### Work required
Report each line of the items below that contains the word "mahogany", copying every such line in full.

[Stored items]
-- Begin --

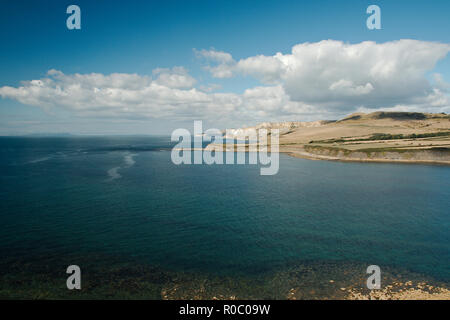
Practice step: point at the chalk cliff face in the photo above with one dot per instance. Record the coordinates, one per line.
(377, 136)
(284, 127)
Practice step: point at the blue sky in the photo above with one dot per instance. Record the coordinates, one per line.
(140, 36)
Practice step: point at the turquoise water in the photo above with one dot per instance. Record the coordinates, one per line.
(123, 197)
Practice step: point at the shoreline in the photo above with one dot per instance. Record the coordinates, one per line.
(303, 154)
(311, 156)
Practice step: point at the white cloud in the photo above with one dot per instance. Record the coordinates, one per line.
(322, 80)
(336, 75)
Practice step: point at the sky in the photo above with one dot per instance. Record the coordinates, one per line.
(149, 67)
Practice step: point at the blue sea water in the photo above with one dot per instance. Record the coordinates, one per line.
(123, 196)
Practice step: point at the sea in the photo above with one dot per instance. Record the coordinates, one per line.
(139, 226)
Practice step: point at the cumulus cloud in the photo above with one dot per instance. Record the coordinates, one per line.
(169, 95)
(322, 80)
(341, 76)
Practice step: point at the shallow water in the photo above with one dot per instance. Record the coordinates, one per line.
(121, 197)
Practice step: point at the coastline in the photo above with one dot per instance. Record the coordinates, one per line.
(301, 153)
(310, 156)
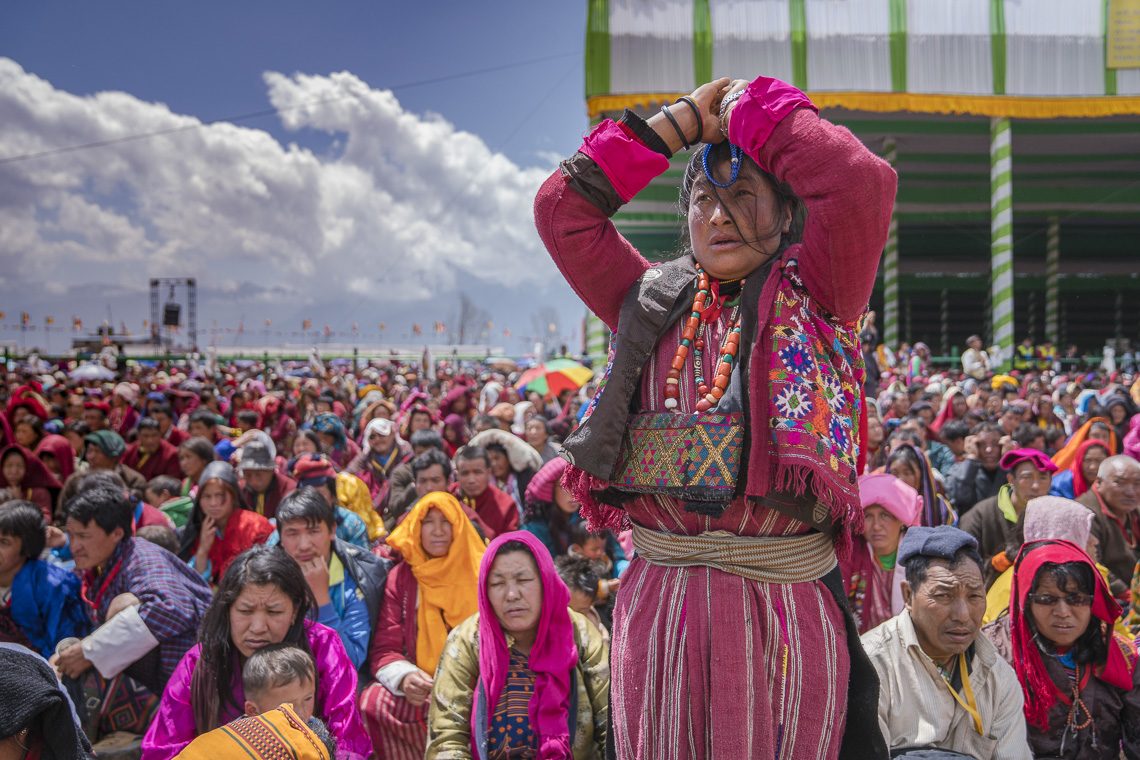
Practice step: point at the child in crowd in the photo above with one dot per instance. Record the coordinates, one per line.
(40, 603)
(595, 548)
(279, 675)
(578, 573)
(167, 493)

-- End --
-- Begin --

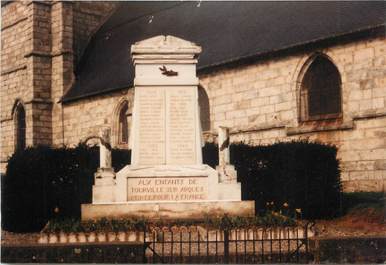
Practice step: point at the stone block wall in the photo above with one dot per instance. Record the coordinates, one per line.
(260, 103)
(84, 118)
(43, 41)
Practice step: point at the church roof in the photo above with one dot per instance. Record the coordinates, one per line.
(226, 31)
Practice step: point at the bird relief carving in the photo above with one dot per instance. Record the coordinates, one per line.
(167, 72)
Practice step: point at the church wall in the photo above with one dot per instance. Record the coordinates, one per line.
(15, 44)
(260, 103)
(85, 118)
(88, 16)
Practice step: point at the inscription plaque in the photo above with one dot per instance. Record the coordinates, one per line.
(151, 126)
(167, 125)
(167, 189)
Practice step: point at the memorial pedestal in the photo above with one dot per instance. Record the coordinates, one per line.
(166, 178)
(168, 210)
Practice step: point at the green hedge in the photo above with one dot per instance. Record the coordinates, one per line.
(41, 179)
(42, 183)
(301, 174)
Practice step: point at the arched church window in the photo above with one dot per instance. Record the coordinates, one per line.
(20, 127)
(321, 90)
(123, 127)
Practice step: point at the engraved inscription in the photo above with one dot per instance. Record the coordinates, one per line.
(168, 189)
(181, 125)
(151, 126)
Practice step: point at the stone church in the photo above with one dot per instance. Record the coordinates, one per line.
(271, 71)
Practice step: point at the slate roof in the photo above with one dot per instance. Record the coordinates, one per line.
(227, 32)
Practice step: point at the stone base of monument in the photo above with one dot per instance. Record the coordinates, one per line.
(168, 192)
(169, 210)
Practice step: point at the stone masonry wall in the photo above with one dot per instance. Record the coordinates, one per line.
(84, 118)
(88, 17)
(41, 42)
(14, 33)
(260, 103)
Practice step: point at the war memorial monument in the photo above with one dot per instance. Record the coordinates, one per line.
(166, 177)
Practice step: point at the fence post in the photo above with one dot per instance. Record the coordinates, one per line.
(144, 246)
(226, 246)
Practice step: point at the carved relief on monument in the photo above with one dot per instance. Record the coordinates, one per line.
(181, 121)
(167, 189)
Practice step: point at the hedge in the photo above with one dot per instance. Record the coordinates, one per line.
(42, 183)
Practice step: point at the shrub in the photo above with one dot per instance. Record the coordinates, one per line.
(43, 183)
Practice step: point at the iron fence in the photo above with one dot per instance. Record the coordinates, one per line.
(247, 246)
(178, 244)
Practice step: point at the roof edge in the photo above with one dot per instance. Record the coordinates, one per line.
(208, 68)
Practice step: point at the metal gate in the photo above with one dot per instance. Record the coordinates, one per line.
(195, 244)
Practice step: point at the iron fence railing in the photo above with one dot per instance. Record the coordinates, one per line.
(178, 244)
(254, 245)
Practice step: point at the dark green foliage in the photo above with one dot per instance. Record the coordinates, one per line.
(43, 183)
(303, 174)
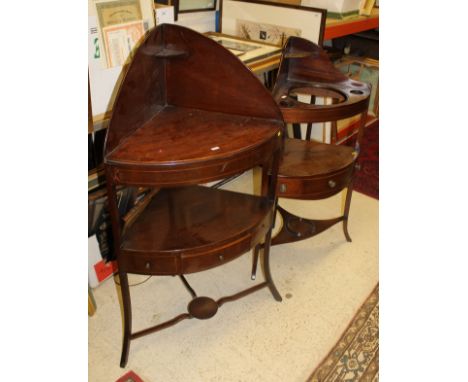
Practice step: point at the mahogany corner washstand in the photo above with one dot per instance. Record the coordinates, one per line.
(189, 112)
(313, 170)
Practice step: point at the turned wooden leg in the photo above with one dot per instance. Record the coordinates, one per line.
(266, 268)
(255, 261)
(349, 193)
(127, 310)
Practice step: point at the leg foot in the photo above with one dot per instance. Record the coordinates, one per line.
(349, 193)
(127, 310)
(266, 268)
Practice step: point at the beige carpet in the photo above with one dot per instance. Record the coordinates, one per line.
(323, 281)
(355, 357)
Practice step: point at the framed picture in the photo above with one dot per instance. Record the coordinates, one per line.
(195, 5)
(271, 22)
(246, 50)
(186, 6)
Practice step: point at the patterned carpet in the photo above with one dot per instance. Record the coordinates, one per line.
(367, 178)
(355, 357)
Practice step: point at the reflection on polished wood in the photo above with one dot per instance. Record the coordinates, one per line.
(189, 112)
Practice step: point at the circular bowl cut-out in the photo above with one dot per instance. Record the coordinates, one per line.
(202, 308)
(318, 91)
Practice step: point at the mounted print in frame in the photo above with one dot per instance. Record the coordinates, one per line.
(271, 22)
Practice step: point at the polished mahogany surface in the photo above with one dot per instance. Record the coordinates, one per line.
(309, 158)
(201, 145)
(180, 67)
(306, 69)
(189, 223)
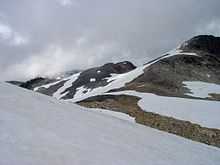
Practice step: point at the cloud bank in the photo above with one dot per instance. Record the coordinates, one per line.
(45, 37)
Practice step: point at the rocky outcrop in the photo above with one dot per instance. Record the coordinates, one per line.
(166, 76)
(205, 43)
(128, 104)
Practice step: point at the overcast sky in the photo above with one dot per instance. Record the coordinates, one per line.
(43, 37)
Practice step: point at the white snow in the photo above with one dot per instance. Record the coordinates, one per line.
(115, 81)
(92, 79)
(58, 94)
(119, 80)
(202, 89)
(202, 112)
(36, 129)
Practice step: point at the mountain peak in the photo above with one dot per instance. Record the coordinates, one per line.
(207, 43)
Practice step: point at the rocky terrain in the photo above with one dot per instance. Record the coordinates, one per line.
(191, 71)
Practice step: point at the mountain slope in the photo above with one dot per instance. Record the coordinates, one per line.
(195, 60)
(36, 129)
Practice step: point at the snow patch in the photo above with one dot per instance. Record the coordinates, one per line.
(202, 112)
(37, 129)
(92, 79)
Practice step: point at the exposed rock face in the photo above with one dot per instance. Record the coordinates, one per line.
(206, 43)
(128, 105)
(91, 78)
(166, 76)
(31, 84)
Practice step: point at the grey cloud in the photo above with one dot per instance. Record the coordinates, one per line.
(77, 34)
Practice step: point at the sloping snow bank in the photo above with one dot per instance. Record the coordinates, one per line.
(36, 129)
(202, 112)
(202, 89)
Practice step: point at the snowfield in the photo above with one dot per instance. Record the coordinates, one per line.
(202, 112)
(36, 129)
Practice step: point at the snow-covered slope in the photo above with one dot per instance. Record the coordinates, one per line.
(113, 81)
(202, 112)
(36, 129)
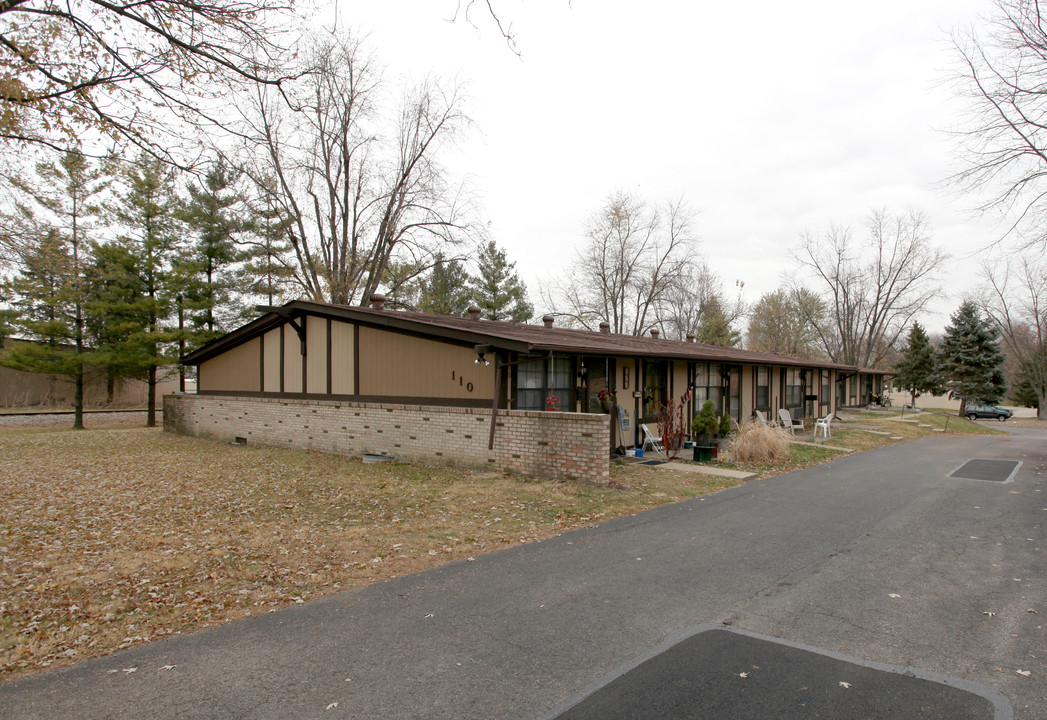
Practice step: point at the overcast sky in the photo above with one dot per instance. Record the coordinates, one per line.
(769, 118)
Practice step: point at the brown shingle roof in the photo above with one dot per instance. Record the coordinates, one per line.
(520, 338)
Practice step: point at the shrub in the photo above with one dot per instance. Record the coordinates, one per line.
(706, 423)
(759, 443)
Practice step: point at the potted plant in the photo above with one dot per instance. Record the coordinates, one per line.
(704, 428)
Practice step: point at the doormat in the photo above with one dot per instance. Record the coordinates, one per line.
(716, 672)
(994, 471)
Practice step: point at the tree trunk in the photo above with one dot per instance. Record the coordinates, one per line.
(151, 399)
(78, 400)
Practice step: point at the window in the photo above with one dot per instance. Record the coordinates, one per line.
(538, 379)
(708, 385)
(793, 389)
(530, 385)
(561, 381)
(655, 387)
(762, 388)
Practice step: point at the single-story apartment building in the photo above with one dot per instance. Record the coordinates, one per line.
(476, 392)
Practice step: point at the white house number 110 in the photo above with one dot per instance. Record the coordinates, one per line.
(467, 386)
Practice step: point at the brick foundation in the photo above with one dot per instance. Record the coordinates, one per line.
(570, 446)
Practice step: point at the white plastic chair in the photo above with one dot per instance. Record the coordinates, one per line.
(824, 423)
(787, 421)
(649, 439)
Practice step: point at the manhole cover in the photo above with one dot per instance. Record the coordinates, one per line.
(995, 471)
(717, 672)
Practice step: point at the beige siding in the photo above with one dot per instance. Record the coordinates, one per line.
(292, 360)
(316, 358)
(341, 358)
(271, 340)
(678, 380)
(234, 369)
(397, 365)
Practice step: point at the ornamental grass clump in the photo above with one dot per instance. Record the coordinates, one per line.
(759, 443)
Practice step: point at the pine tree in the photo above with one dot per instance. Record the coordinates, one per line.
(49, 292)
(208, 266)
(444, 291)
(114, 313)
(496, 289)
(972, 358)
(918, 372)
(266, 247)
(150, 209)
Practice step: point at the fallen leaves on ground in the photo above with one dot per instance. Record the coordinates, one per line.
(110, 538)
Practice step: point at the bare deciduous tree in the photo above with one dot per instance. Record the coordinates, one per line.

-- End --
-- Begin --

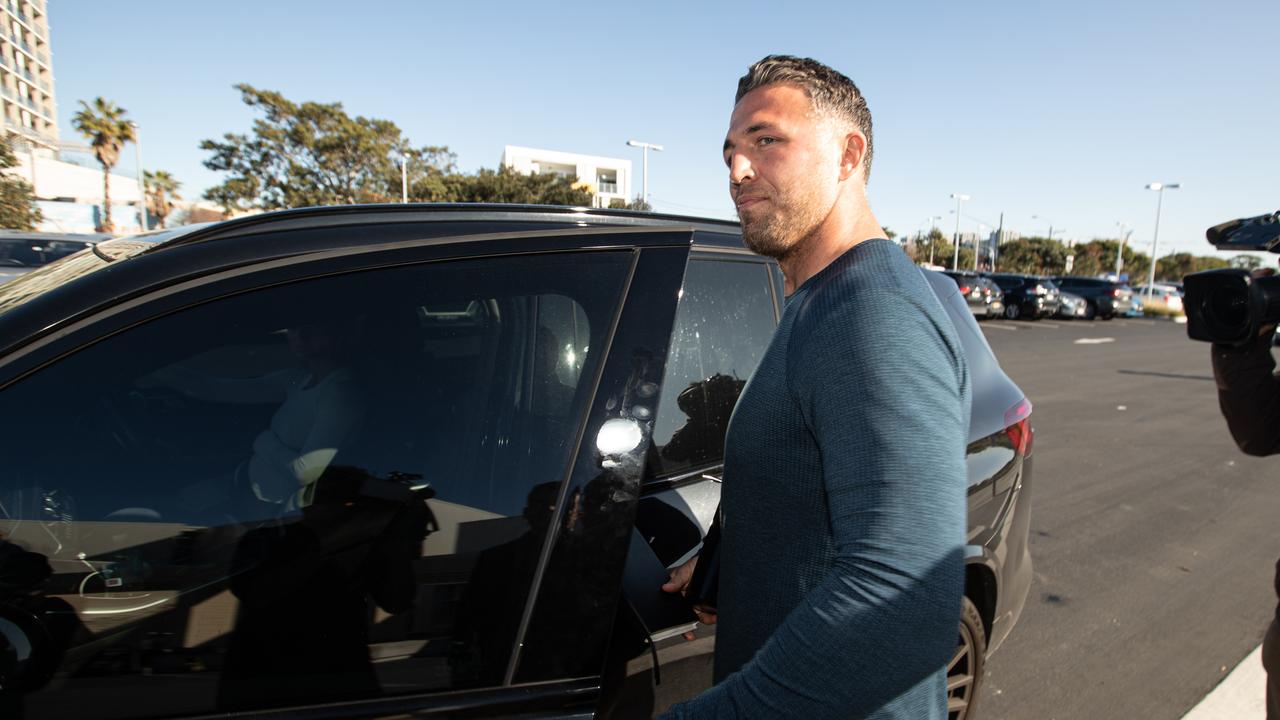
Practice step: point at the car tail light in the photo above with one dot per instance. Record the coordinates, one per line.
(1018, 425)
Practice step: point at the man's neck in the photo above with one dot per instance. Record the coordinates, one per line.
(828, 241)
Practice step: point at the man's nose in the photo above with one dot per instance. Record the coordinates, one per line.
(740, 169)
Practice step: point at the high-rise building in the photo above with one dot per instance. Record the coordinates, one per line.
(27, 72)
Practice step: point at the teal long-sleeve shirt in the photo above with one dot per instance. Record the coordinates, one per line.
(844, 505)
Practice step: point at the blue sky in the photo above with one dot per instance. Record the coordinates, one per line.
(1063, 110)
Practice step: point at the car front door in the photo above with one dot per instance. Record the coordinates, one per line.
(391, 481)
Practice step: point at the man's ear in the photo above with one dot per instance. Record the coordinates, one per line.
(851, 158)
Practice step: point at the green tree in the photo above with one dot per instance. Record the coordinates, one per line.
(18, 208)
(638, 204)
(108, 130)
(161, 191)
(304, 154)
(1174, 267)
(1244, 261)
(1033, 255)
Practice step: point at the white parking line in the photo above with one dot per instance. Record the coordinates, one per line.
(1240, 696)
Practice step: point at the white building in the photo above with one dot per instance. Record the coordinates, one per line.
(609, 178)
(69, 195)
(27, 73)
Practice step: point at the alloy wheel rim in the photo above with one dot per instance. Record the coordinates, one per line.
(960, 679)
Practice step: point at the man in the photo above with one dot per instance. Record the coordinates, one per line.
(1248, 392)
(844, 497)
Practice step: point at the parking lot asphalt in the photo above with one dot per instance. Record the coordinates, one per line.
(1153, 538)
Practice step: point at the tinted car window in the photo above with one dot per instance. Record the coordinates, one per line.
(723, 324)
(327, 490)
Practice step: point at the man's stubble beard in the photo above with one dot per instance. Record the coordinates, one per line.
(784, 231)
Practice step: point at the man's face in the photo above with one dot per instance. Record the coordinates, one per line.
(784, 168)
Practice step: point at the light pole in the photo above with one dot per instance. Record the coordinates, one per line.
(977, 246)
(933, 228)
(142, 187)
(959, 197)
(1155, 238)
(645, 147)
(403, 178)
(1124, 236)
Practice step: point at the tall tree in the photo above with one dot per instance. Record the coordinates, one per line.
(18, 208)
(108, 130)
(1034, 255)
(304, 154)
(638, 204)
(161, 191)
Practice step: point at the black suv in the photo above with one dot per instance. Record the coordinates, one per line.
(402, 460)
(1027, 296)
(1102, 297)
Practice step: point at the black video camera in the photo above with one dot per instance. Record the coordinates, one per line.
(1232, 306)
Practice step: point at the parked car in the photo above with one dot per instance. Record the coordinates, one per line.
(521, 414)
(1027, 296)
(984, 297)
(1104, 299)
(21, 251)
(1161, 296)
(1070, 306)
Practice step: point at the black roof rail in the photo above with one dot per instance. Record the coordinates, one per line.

-- End --

### Correct response
Practice step: point at the mahogany corner washstand in the photo above with one dot per instance. Record the coordinates, one per line.
Practice step: point at the polished mahogany surface in the photo above with one dot per instance. Record the coordinates, one per line.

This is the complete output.